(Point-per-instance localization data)
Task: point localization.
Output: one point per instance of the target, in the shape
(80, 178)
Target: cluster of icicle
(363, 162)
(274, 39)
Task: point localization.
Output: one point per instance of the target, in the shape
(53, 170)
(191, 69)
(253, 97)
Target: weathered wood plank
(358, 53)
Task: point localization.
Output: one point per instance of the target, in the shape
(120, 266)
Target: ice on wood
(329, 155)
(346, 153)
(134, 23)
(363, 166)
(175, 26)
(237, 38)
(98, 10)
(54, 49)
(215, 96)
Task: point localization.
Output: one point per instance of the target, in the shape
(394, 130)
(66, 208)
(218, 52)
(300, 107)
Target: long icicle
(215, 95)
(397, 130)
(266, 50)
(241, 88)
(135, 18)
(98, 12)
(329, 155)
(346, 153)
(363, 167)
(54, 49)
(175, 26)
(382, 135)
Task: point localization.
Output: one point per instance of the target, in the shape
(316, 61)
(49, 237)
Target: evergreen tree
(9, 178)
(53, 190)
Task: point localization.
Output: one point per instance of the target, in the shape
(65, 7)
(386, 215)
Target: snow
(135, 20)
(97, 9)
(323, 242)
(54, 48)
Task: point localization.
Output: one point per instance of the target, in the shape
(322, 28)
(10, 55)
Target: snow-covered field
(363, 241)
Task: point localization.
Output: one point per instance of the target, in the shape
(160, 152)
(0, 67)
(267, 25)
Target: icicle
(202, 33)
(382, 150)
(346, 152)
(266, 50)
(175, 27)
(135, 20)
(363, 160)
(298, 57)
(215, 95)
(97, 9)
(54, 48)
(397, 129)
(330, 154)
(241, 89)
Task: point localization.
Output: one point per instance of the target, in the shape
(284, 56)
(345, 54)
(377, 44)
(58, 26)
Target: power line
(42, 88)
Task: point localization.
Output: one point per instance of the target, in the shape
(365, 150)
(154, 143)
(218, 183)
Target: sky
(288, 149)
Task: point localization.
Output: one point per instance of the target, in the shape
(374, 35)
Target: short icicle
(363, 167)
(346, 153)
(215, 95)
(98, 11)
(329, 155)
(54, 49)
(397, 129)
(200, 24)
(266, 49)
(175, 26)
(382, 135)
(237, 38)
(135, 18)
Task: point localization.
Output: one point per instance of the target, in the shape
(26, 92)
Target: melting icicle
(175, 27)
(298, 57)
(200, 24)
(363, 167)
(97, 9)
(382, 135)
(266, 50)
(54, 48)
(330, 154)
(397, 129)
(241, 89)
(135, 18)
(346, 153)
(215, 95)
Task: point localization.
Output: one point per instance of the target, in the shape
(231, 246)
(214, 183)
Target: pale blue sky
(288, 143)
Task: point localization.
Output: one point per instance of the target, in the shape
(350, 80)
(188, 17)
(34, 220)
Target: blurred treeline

## DESCRIPTION OF THE TASK
Take the lines above and retype all of them exactly.

## EXERCISE RESULT
Task: point localization.
Output: one point per instance of the target, in the shape
(80, 178)
Target: cluster of icicle
(363, 162)
(274, 39)
Task: point localization.
Output: one point per instance of the target, in the shape
(53, 170)
(191, 69)
(253, 97)
Target: weathered wood plank
(358, 53)
Task: point localization.
Output: one point per instance of the target, in the shape
(120, 266)
Target: ice on wood
(329, 155)
(346, 153)
(134, 23)
(363, 166)
(175, 26)
(237, 38)
(98, 10)
(54, 49)
(215, 96)
Task: point localization.
Output: one point per instance of the target, in the shape
(394, 130)
(66, 208)
(218, 52)
(300, 107)
Target: long icicle
(215, 95)
(397, 130)
(266, 50)
(241, 88)
(135, 18)
(98, 12)
(329, 155)
(346, 153)
(363, 167)
(54, 49)
(175, 26)
(382, 135)
Task: point localization.
Output: one point per instance of the target, in the shape
(316, 61)
(49, 237)
Target: evergreen tree
(9, 178)
(53, 190)
Task: point localization.
Output: one point per instance of the target, in the shape
(65, 7)
(386, 215)
Target: snow
(135, 20)
(97, 9)
(323, 242)
(54, 48)
Task: point localization.
Output: one point per instance of the target, in the shape
(322, 28)
(10, 55)
Target: snow-covered field
(363, 241)
Task: point localization.
Output: one point per instance of the target, in the shape
(160, 152)
(0, 67)
(267, 25)
Target: icicle
(202, 33)
(382, 150)
(346, 152)
(266, 50)
(175, 27)
(135, 20)
(363, 160)
(298, 57)
(215, 95)
(97, 9)
(54, 48)
(397, 129)
(330, 154)
(241, 89)
Task: point localization.
Output: one point per instance of the target, in the shape
(284, 56)
(345, 54)
(377, 44)
(58, 26)
Target: power line
(42, 88)
Task: point localization.
Output: one point per instance of the target, in the shape
(365, 150)
(154, 143)
(218, 183)
Target: sky
(288, 149)
Task: point localization.
Output: one point per instance of the target, in the shape
(374, 35)
Target: short icicle
(363, 167)
(346, 153)
(215, 95)
(98, 11)
(329, 155)
(54, 49)
(397, 129)
(200, 24)
(266, 49)
(175, 26)
(382, 135)
(237, 38)
(135, 18)
Task: point localization.
Output: one point per instance of the target, in the shape
(26, 92)
Target: melting icicle
(175, 27)
(298, 57)
(200, 24)
(363, 167)
(97, 9)
(382, 135)
(266, 50)
(54, 48)
(330, 154)
(397, 129)
(241, 89)
(135, 18)
(346, 153)
(215, 95)
Task: point localization.
Output: one point per instance of the target, in the shape
(231, 246)
(214, 183)
Target: pale blue sky
(288, 143)
Task: point localization.
Output: one point per instance of the target, in the shape
(350, 80)
(188, 17)
(34, 220)
Target: blurred treeline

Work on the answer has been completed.